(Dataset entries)
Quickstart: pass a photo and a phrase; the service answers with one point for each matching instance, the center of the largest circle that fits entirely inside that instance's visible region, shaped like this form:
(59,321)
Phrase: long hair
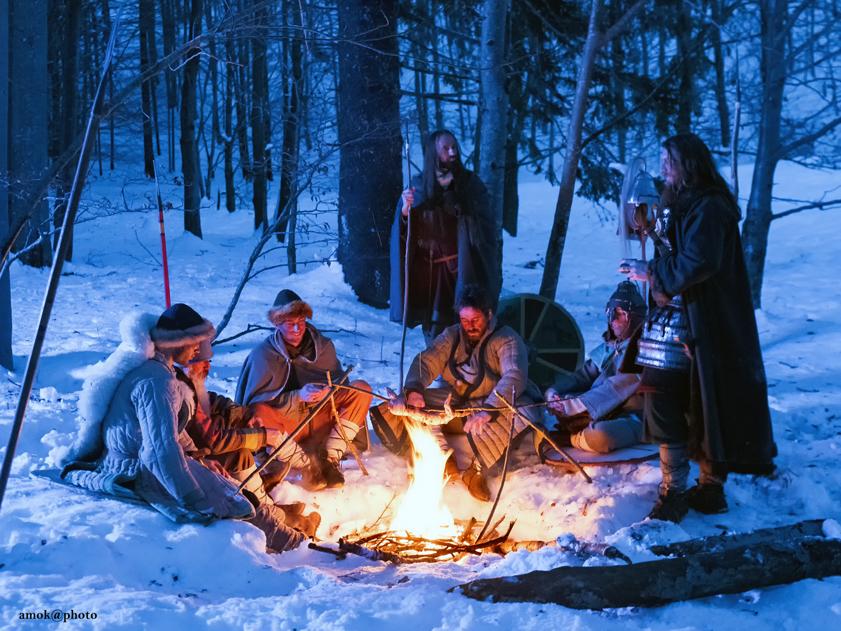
(696,166)
(430,162)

What the task requires:
Please set down the records exactly, and keep every image out of the copy.

Expected output:
Quickstart: pass a photo and a phrase; the service answers with one point for each matching instance, the center of the largest circle that fits entirely inside that instance's visible region, shaped like this form:
(59,321)
Phrase: long hair
(696,166)
(430,162)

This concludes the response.